A report has claimed that the private supply of Personal Protective Equipment (PPE) to hospitals is to blame for bottlenecks during the coronavirus outbreak.
It is alleged that a ‘dysfunctional’ supply chain process and the production of essential PPE by private firms is behind the recent ‘fiasco’ of hospitals not receiving enough protective kit.
Authors We Own It, a group of campaigners protesting privatisation of public services, and the Public Services International Research Unit at the University of Greenwich say that part-privatisation of NHS Supply Chain – the government organisation that oversees the supply of goods to health bodies – is leading to inefficiencies in the health service’s coronavirus response.
They also say more than 11 private suppliers provide medical equipment to hospitals.
In the case of PPE, they reported that parcel delivery company DHL led the procurement process for suppliers and private logistics firms who then provided hospitals with the medical items, removing civil servants from the process.
The report, named Privatised and Unprepared: The NHS Supply Chains, also blamed what it called ‘just in time’ business models used by private companies like logistics business Unipart for the run down of PPE supplies. It alleges that this system encourages the reduction of stock.
Researchers argue that this creates a risk for the NHS that sufficient supplies are not available to manage unforeseen events, such as the current epidemic.
They also say the system’s part-privatisation made it ‘fundamentally dysfunctional’.
Having no central command over the procurement and distribution process, they say, has ‘severely undermined’ the national effort to protect NHS and care staff, turning the pandemic into ‘an utter disaster’.
Professor David Hall, from the University of Greenwich, called for NHS Supply Chain to be nationalised saying that a semi-privatised system ‘created a complex, fragmented, unresponsive and bureaucratic mess’ which has left the health system ‘unprepared and ill equipped to tackle the current crisis.’
‘So much responsibility has been outsourced to so many contractors that the secretary of state literally cannot know what he is doing. It is shocking that DHL, the parcel delivery subsidiary of Deutsche Post has been deciding how to spend over £4 billion of the NHS budget,’ he said.
A number of private companies also face specific criticism over their coronavirus response in the report, including consulting firm Deloitte for its coordination of testing centres, along with the companies it has contracted to run them including the outsourcing giant Serco.
Researchers say those companies were in charge of building and running coronavirus drive-through testing centres which they say were located ‘too far away’ from populations. They also accuse them of losing test results, and in some cases, giving them to the wrong person.

┄┄┄┄┄┄┄┄┄┄

** EXPLORE THE MATERIAL **
[a] For each statement about the article on PPE supply, answer yes or no and quote the words of the article that settle it: (i) The authors say fewer than five private suppliers provide medical equipment to hospitals. (ii) The report is named Privatised and Unprepared: The NHS Supply Chains. (iii) Professor David Hall called for NHS Supply Chain to be nationalised.
[b] Write the next few sentences of the article on PPE supply, picking up after its final sentence.
The material after this point is separate from the article on PPE supply.

** SOURCE MATERIAL **
┄┄┄┄┄┄┄┄┄┄

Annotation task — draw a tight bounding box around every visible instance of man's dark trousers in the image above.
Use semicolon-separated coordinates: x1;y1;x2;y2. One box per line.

┄┄┄┄┄┄┄┄┄┄

** SET OF ANSWERS **
[a]
(i) No: "more than 11 private suppliers provide medical equipment to hospitals"
(ii) Yes: "named Privatised and Unprepared: The NHS Supply Chains"
(iii) Yes: "called for NHS Supply Chain to be nationalised"

[b]
A Serco spokesperson responded to the claims saying that testing and the communication of results of the centres they managed fell with the Department of Health while DHL said it only procures medical devices and diagnostic equipment, not PPE.
Deloitte, too, challenged the accusations saying the Department of Health was responsible for picking subcontractors to run testing centres while it assists with strategy development around increasing testing capacity.
We Own It director Cat Hobbs said: ‘It is beyond scandalous that so much of the coronavirus response has been handed over to private companies – companies that have failed time and time again to deliver.
‘This crisis has shown us that the NHS is made far more vulnerable by privatisation, and so many failings – from the failure to distribute sufficient PPE to the ineffective approach to testing – lie at the door of private companies.
‘From now on, we need to ensure that our NHS is run in the interest of public health, not private profit. In doing so, the government needs to reinstate it as a fully publicly owned and run health service.’
A Department of Health spokesperson has said the report ‘appears’ to be based on ‘a number of fundamental misunderstandings’.
They said that suppliers are a mixture of public and private sector organisations while adding that the management body in charge or running NHS Supply Chain – Supply Chain Coordination Limited – is a publicly-owned non-for-profit company.
‘NHS Supply Chain has traditionally been an organisation that supplies products to about 230 hospitals. The government now has a responsibility to deliver PPE to 58,000 settings, scaling that in a very short amount of time, under intense pressure,’ the spokesperson said.
‘We are working around the clock to ensure PPE is delivered as quickly as possible to the frontline of this global pandemic, and this has been made possible by the fantastic teamwork between the government, NHS and key private companies’.